# WRITTEN REQUEST:
List every line of the data below that contains the string "twisted".

>> Start

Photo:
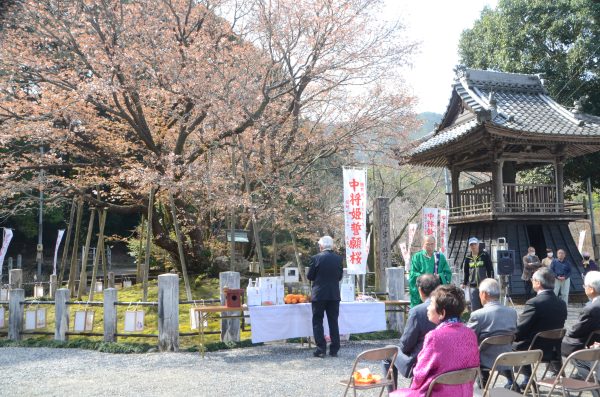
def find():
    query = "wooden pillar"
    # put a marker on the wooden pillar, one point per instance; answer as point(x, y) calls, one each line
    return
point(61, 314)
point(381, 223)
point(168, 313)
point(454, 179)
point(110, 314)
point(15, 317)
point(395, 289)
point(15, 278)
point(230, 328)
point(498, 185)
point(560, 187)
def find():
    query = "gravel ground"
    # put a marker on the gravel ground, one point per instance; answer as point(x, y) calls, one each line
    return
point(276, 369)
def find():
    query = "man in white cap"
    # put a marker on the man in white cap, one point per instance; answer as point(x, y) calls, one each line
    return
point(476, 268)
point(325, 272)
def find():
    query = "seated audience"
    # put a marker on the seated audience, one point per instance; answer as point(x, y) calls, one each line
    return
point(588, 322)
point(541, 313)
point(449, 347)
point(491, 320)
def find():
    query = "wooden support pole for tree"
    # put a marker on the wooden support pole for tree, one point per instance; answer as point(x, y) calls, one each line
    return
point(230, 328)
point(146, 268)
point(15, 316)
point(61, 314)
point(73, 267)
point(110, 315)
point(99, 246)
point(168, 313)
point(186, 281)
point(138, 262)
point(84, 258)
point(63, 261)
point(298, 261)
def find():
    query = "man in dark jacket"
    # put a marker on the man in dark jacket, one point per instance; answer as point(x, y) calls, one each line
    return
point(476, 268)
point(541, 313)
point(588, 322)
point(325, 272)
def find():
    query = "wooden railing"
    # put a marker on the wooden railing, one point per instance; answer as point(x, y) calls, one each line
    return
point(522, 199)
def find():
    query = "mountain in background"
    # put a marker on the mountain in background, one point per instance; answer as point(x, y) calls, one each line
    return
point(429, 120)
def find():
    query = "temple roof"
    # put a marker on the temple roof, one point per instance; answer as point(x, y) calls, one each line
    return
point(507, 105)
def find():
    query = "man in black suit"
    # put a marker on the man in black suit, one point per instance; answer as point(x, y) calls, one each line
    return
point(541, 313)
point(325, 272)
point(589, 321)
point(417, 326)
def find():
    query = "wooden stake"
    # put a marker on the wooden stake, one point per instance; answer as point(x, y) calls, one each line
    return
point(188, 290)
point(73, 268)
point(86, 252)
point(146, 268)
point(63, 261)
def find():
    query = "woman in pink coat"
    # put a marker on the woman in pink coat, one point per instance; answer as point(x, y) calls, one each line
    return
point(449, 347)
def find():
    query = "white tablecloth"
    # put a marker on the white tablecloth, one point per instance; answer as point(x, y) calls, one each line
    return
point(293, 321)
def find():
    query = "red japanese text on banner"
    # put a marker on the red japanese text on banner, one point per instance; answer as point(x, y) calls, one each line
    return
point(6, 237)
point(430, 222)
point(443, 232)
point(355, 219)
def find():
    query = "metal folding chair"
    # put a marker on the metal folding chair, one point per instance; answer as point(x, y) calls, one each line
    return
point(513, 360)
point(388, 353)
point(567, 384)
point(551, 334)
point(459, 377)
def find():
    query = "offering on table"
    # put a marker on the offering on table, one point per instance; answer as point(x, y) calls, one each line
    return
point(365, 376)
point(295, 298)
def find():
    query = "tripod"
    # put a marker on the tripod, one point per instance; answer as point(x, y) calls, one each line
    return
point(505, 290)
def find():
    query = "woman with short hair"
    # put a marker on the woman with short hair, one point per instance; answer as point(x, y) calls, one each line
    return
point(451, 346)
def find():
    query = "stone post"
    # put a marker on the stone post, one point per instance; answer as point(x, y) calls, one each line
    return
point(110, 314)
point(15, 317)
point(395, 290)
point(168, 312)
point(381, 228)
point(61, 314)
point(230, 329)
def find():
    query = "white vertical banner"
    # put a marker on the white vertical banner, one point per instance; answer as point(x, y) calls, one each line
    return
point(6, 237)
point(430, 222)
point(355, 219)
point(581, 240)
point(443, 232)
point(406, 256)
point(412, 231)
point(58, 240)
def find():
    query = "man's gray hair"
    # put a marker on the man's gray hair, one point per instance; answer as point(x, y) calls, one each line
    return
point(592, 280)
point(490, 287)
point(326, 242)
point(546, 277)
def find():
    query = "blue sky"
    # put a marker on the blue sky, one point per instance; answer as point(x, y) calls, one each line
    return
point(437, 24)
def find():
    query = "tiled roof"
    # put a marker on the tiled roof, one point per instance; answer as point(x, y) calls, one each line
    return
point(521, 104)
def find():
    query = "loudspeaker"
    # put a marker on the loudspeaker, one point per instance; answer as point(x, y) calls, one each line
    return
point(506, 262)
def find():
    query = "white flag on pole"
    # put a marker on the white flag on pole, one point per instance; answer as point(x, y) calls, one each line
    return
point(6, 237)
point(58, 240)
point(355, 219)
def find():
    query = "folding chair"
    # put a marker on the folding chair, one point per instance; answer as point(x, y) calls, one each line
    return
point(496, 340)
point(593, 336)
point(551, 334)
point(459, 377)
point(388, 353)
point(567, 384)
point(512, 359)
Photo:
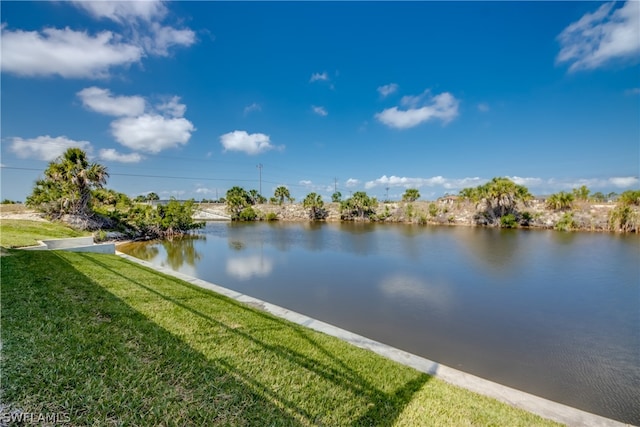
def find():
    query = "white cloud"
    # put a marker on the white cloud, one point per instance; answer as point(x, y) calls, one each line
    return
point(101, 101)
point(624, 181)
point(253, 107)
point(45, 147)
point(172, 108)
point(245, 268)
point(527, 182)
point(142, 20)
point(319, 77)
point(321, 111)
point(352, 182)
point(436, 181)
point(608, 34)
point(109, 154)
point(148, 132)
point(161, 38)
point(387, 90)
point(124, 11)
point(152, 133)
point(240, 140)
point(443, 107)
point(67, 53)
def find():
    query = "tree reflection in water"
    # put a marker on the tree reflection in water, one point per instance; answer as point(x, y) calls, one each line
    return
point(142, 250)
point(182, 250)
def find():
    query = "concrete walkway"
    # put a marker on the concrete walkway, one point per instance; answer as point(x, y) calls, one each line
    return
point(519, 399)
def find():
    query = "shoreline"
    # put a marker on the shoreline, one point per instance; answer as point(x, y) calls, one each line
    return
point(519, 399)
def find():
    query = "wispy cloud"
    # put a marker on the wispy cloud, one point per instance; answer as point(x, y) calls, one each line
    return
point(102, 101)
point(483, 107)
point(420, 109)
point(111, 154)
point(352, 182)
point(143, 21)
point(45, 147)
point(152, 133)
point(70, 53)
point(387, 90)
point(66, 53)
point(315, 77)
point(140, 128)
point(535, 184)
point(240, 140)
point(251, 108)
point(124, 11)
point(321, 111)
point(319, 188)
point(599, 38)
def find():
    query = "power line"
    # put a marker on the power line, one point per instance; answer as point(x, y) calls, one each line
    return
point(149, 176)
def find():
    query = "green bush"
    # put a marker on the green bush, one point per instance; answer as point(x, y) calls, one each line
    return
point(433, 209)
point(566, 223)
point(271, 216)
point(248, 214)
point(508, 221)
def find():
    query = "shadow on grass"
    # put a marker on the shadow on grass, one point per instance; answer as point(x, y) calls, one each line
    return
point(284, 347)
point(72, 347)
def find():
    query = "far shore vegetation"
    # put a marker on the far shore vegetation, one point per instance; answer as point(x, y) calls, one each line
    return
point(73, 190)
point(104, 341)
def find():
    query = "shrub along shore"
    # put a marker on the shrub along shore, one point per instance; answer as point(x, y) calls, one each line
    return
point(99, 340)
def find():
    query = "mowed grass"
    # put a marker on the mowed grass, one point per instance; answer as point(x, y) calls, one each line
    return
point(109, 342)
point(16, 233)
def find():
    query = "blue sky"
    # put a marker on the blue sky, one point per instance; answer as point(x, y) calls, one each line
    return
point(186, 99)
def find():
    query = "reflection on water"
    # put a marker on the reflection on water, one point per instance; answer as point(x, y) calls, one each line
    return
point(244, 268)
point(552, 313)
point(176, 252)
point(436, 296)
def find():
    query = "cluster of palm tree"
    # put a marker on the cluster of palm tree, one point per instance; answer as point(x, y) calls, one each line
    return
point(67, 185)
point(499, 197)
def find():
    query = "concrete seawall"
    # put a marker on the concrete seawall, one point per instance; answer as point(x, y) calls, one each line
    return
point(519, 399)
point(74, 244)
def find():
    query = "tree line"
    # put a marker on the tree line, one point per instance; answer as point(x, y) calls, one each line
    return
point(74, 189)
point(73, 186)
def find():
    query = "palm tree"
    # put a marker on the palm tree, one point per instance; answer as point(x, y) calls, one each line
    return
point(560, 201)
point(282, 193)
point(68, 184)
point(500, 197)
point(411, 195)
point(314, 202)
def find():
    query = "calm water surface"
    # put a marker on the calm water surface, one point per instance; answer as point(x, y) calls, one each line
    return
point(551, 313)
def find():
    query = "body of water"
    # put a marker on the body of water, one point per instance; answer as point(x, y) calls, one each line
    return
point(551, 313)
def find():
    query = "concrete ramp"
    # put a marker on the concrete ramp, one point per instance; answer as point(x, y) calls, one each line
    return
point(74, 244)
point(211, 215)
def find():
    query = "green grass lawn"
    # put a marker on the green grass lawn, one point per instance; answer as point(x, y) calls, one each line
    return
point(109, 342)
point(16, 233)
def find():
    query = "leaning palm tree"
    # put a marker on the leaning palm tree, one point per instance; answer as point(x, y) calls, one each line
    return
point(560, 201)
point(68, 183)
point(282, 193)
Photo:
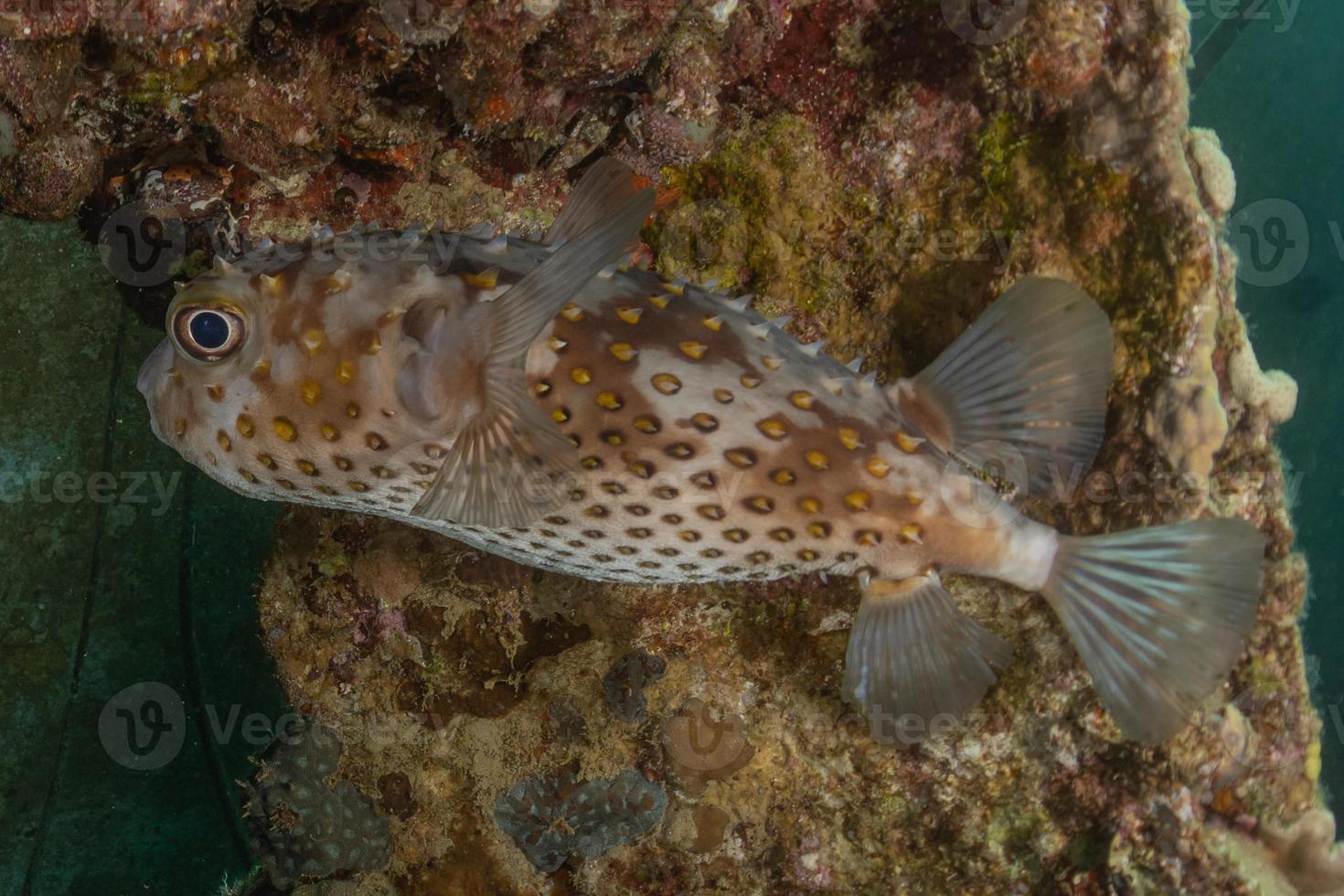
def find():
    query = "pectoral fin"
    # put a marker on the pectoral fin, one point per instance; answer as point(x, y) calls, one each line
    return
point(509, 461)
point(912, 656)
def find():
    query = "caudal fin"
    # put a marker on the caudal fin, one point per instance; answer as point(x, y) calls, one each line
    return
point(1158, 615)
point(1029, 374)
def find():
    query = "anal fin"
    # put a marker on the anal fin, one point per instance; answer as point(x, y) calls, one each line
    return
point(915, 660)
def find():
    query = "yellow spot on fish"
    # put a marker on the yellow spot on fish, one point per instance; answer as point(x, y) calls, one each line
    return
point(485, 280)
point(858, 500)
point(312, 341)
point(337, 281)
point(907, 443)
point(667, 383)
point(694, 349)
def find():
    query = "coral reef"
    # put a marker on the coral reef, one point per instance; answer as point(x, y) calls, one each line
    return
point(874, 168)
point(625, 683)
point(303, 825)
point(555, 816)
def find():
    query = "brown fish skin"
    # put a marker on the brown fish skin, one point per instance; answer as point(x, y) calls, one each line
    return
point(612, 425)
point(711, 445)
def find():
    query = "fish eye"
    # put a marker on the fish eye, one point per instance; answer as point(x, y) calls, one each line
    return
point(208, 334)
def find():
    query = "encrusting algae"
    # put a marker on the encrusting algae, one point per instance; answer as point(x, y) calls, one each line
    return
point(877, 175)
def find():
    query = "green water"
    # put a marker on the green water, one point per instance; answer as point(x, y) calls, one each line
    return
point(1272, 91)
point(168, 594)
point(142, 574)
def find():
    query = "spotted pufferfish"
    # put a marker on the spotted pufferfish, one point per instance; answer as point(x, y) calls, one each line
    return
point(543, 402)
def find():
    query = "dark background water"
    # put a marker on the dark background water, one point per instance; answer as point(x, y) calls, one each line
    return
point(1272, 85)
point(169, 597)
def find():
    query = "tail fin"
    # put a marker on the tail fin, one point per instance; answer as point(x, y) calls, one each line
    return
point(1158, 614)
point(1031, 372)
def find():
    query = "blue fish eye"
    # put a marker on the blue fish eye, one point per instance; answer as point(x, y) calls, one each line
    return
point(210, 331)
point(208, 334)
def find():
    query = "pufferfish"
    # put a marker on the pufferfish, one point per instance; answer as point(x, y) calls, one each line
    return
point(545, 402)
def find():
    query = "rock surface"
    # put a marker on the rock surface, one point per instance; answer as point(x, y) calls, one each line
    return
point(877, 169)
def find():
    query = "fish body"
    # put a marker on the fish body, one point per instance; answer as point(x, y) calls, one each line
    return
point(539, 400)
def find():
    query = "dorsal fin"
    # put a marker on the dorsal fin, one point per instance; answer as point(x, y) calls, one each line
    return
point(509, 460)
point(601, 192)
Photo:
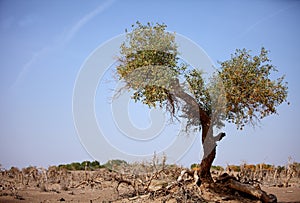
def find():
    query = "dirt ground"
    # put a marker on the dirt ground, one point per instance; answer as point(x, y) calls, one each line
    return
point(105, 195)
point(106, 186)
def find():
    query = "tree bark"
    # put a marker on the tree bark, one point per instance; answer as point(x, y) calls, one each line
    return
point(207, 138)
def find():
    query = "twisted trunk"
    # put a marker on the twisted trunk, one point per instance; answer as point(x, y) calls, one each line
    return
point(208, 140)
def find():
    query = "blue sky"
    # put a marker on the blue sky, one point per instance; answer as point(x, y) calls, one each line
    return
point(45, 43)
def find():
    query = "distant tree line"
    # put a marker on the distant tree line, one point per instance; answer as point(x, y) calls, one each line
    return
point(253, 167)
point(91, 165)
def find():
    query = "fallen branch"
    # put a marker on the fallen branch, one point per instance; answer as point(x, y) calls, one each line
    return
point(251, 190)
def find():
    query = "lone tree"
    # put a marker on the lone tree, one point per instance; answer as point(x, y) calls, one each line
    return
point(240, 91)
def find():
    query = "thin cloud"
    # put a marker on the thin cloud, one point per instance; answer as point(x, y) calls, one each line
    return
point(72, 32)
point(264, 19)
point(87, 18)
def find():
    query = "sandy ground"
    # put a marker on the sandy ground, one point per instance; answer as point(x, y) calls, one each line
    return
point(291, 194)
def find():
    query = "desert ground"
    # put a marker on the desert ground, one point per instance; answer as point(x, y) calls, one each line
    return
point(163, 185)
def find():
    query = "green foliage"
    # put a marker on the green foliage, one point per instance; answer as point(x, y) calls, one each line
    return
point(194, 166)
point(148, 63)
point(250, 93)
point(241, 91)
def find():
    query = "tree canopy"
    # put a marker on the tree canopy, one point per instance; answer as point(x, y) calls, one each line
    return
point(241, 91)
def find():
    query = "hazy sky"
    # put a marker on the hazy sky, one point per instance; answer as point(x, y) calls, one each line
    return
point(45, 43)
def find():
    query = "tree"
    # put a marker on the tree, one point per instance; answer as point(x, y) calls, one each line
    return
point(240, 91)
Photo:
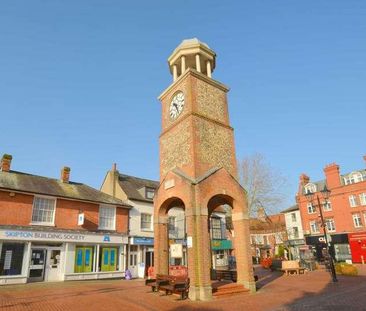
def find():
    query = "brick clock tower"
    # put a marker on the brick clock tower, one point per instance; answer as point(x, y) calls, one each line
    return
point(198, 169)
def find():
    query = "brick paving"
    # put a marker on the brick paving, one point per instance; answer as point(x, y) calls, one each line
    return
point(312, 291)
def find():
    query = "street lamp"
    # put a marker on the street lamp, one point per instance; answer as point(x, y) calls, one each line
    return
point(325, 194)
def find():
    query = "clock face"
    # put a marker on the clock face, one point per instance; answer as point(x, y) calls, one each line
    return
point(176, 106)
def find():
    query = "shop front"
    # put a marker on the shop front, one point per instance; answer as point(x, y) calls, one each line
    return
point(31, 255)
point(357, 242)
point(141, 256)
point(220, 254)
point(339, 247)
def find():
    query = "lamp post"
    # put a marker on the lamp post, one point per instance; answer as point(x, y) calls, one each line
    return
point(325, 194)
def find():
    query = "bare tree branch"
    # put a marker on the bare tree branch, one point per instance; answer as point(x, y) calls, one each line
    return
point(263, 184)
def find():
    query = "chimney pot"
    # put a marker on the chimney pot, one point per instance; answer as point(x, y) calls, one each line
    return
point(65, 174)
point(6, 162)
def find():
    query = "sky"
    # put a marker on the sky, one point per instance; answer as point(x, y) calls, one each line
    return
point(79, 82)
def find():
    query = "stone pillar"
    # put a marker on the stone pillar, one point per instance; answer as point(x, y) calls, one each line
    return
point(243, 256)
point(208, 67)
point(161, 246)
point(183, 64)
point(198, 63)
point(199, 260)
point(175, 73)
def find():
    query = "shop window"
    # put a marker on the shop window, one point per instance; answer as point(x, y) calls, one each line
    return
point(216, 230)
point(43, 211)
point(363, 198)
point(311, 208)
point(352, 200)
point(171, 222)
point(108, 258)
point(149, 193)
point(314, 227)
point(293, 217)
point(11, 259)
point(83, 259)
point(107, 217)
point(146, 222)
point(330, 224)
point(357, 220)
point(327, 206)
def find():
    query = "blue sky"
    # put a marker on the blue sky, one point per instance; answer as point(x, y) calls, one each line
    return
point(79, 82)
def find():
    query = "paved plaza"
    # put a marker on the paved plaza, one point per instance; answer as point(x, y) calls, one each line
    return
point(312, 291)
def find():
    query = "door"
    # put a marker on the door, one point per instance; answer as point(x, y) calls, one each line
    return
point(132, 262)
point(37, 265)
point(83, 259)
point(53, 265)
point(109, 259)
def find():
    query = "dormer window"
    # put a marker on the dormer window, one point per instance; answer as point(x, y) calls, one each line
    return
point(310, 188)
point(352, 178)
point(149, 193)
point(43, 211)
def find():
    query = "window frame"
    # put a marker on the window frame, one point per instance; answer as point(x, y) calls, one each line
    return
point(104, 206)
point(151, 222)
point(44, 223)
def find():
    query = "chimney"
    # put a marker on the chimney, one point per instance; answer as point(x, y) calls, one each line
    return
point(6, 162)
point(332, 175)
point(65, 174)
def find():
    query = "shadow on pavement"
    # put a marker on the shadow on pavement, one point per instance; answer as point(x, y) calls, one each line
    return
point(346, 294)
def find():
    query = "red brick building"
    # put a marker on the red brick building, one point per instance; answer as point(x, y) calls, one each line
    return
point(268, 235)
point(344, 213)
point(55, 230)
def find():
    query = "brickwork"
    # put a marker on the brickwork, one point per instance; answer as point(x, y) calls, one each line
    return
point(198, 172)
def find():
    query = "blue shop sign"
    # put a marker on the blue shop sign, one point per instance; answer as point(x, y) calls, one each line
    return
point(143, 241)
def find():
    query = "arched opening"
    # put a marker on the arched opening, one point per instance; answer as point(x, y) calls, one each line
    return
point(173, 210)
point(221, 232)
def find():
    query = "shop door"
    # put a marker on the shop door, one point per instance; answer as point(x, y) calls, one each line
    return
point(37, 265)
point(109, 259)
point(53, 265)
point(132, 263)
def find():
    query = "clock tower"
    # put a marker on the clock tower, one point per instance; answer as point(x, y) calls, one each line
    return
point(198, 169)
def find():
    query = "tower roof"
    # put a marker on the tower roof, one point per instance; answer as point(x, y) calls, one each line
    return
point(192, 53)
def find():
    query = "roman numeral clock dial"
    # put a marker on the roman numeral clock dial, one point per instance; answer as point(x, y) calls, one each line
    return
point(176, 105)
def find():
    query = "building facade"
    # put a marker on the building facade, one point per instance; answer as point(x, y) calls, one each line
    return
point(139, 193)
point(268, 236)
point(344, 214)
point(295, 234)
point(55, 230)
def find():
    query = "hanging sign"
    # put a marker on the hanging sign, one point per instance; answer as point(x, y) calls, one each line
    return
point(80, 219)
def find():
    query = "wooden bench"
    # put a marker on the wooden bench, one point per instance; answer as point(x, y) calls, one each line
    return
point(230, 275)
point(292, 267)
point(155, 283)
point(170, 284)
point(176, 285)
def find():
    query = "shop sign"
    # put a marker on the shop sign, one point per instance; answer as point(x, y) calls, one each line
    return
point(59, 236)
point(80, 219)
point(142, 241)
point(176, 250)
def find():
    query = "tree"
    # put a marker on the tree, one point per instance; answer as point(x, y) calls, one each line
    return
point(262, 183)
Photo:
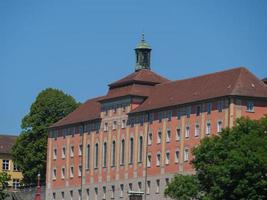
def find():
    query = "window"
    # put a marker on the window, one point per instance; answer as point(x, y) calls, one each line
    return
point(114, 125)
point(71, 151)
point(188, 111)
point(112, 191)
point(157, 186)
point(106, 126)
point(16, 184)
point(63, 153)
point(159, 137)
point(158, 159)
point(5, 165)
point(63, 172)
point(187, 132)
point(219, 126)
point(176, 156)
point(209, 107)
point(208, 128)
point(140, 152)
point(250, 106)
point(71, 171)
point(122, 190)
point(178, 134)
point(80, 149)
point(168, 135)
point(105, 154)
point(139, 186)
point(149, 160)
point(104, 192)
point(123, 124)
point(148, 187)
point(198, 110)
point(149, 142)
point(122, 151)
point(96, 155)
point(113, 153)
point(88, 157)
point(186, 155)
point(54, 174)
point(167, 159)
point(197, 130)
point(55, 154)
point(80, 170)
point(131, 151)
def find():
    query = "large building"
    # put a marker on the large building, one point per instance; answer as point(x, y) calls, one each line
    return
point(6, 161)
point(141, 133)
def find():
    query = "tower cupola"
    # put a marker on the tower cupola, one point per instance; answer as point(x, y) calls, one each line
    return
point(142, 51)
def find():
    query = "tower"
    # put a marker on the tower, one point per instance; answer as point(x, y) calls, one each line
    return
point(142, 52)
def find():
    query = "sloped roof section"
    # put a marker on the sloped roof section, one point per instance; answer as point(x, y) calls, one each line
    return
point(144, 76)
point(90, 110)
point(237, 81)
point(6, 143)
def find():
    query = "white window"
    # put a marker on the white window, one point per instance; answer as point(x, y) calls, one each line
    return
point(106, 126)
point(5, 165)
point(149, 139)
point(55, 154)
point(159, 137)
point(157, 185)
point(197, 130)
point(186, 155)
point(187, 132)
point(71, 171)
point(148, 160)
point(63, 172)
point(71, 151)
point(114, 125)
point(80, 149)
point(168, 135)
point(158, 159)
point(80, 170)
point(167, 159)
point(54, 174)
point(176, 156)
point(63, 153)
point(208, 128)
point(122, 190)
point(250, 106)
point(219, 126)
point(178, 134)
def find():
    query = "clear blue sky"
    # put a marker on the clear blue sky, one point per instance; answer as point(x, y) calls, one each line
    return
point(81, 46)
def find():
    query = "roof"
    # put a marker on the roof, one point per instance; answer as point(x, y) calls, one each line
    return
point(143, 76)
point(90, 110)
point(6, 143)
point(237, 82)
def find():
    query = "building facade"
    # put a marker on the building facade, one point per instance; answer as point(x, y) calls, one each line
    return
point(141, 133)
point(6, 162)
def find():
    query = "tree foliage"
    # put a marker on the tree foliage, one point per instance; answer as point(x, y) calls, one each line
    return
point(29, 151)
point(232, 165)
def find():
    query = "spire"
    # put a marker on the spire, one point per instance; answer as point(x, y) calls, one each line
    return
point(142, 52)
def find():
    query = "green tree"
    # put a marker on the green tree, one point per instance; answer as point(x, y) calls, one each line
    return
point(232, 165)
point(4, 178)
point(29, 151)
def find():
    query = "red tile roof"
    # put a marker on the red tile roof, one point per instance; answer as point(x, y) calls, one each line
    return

>> End

# EXERCISE OUTPUT:
    query = "twisted trunk"
    # put a marker on the twisted trunk, one point per instance; answer as point(x, y) calls, one each line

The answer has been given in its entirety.